Seconde partie du pèlerinage des skieurs Stian Hagen et Chris Davenport sur les itinéraires historiques des Alpes : le couloir Marinelli et la face nord du mont Blanc... en rencontrant au passage deux figures du ski extrême : Sylvain Saudan et Anselme Baud.
Chaque arête, face ou pente du mont Blanc a été parcourue, skiée, grimpée en 2008. Ce n'était pas le cas en 1951, quand le guide Lionel Terray et l'Américain Bill Dunaway descendent pour la première fois à ski du plus haut sommet européen. Avec le couloir Spencer de Sylvain Saudan en 1967, ce furent les deux préludes au ski extrême qui allait se développer dans les années 70.
Pendant l'épique hiver 1977, justement, un grand nombre de première sont ajoutées au tableau de chasse des skieurs extrêmes dont l'un des plus actif était Anselme Baud. La montagne dans les gènes, Anselme a foulé le sommet du mont Blanc pour la première fois à 12 ans avec son père Jacques, guide comme lui. "Quand j'avais 16 ans, je cherchais de nouveaux endroits à skier. Et quand j'ai eu 18 ans, j'ai entendu parler de la première descente du Whymper par Sylvain Saudan. Je vivais à Morzine où j'enseignais, mais je cherchais toujours des lignes plus raides entre les cailloux".
Anselme rencontre Saudan en 1971 à Mt Hood, et l'année suivante, avec son ami Patrick Vallençant, ils cochent méthodiquement les lignes les plus techniques des Alpes dans un style impeccable, dont la première répétition du Whymper.
Au printemps, on peut compter une centaine de personnes en route pour le sommet du mont Blanc, skis sur le dos. La benne de l'Aiguille du Midi est pleine en ce samedi matin béni par un ciel bleu comme une pub d'Air France. De l'Aiguille jusqu'au sommet, les guides estiment la montée à six heures. Nous avions réservé l'hélico emmenant la caméra de 12h30 à 13h30, laissant à peine plus de trois heures à Stian et Chris pour atteindre le sommet.

• • • • • • •

* **Consigne**
Poursuivez l'extrait sur le ski au mont Blanc en reprenant le récit juste après sa dernière phrase. Le matériel qui suit est distinct de l'extrait sur le ski au mont Blanc.

* **Matériel recensé**
• • • • • • •

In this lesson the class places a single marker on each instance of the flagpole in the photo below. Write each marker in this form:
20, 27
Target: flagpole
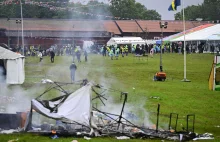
184, 32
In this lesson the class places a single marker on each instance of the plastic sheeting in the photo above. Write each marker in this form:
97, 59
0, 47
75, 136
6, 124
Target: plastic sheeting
76, 108
15, 71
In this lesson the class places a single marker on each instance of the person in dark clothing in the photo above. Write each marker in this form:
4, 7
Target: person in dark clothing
73, 68
52, 54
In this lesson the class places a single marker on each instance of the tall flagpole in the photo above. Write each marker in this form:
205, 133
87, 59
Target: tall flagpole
22, 28
184, 32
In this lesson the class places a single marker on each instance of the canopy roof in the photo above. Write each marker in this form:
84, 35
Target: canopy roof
172, 37
126, 40
201, 34
7, 54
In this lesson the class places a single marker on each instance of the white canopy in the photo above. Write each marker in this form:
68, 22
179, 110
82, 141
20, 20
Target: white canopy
201, 34
14, 66
214, 37
125, 40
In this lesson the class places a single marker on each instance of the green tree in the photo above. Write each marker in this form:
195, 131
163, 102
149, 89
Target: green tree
132, 10
208, 10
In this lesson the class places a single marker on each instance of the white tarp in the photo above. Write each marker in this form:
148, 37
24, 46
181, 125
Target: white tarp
14, 64
201, 34
76, 108
125, 40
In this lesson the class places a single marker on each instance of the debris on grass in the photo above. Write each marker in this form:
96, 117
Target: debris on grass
87, 138
14, 140
122, 138
206, 136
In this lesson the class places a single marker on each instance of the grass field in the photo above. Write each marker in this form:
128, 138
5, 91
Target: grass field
136, 77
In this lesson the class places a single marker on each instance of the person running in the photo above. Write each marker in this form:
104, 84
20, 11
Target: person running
73, 68
52, 55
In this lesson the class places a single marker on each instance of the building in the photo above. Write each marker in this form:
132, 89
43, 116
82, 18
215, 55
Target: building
46, 32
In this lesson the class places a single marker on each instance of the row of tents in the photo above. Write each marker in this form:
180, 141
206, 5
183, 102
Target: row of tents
207, 32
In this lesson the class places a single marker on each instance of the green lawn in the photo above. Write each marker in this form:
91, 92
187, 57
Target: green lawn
136, 77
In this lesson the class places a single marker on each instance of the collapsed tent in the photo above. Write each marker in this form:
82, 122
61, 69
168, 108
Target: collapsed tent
78, 118
12, 65
75, 107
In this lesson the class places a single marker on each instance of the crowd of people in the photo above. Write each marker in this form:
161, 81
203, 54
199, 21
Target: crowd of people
116, 50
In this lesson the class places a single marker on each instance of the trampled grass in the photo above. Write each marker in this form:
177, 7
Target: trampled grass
135, 76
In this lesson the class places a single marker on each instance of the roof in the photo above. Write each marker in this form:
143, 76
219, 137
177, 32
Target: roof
173, 26
7, 54
129, 26
112, 26
62, 25
202, 34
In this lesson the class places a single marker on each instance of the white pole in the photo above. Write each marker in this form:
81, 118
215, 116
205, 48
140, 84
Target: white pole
184, 32
22, 28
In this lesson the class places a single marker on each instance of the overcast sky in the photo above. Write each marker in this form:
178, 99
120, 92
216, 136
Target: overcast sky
161, 6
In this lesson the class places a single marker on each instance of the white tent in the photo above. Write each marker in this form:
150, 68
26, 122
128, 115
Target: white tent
125, 40
14, 66
214, 37
201, 34
75, 108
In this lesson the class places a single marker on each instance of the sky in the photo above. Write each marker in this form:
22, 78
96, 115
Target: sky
161, 6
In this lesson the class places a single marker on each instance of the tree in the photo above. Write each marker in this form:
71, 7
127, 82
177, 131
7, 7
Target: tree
130, 9
125, 9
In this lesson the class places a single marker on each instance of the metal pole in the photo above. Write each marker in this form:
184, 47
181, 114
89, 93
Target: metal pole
22, 28
184, 32
9, 33
158, 113
18, 35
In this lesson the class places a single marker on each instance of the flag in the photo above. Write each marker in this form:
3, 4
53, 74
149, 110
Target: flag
174, 4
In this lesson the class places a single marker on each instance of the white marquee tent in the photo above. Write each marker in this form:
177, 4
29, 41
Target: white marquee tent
125, 40
203, 34
214, 37
14, 65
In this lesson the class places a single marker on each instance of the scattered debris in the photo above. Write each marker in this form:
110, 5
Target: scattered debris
14, 140
46, 81
206, 136
8, 131
87, 138
55, 137
154, 97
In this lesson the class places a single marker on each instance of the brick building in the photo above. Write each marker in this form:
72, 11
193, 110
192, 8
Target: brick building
47, 32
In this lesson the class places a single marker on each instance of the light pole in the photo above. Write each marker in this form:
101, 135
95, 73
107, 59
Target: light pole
22, 28
161, 75
18, 22
8, 33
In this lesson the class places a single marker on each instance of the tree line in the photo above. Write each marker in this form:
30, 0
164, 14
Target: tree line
209, 10
117, 9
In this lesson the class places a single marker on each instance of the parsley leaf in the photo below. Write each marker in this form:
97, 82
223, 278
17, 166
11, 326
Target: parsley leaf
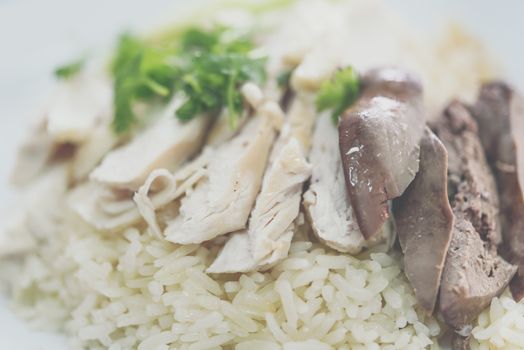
70, 69
142, 73
208, 67
338, 93
216, 67
284, 78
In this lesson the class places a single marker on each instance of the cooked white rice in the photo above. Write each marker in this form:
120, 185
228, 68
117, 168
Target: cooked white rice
132, 291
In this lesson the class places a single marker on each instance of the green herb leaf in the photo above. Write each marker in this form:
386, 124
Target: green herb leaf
215, 67
208, 67
142, 73
338, 93
284, 78
70, 69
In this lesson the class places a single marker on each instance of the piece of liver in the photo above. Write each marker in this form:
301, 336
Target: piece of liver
473, 273
499, 112
424, 221
379, 140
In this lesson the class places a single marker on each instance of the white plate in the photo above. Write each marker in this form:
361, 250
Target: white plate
36, 36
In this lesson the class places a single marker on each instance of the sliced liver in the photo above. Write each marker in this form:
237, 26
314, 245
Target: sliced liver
499, 112
424, 221
473, 273
379, 144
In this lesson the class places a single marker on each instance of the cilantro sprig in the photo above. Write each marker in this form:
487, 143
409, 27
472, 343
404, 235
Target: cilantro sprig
141, 73
338, 93
208, 67
70, 69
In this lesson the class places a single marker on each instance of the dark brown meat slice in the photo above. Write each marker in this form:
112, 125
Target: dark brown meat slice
379, 144
473, 273
499, 112
459, 342
472, 187
424, 221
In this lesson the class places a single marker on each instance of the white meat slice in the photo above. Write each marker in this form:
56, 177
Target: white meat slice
166, 144
271, 225
110, 210
77, 106
278, 203
235, 256
326, 202
103, 208
91, 152
221, 202
36, 215
175, 186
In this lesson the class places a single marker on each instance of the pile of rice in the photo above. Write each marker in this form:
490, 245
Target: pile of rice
133, 291
130, 290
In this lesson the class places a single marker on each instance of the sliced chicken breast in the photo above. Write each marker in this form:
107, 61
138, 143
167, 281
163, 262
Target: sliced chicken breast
77, 107
326, 202
166, 144
222, 200
271, 226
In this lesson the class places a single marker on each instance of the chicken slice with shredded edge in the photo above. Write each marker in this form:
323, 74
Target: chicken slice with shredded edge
271, 226
222, 200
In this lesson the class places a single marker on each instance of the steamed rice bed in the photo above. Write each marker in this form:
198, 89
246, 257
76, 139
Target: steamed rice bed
131, 290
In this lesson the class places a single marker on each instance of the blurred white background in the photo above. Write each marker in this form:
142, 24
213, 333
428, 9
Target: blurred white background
38, 35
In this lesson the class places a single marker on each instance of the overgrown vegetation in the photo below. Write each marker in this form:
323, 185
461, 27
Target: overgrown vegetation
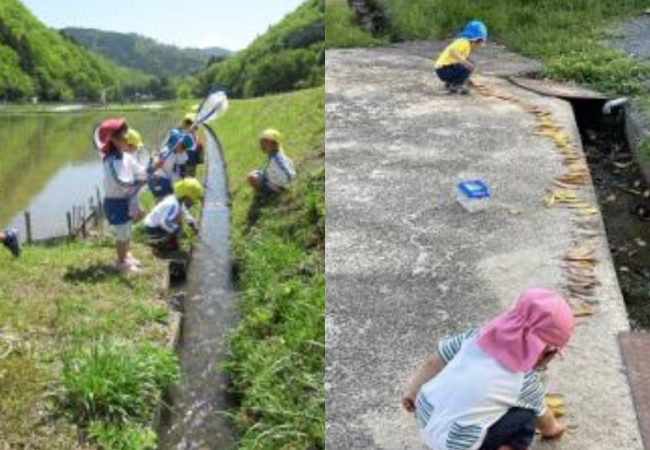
145, 54
38, 61
341, 29
113, 383
277, 351
289, 56
86, 347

• • • • • • •

* **Résultat attendu**
Le chrono s'affole et il touchent le sommet 3h40 plus tard, en passant par le Tacul et le Maudit. Il engagent leur descente en filant directement vers le Dôme du Goûter, itinéraire de la première ascension en 1786. Les négociations sont difficiles avec certains séracs menaçants mais ouvrent de magnifiques lignes dans une poudreuse propre jusqu'aux champs de bosses qui les ramènent dans la vallée. La face nord du mont Blanc n'est pas extrême, mais c'est l'un des itinéraires classiques de tout bon skieur montagnard qui se respecte.
Marinelli, la star
A 4 heures pile, nous serrons la main du skieur de l'impossible à l'hôtel de la Croix Blanche. Sylvain Saudan est habillé impeccablement avec ses longs cheveux gris tirés en arrière. Il prend une tisane alors que nous commandons des bières et nous débutons notre audience avec la légende.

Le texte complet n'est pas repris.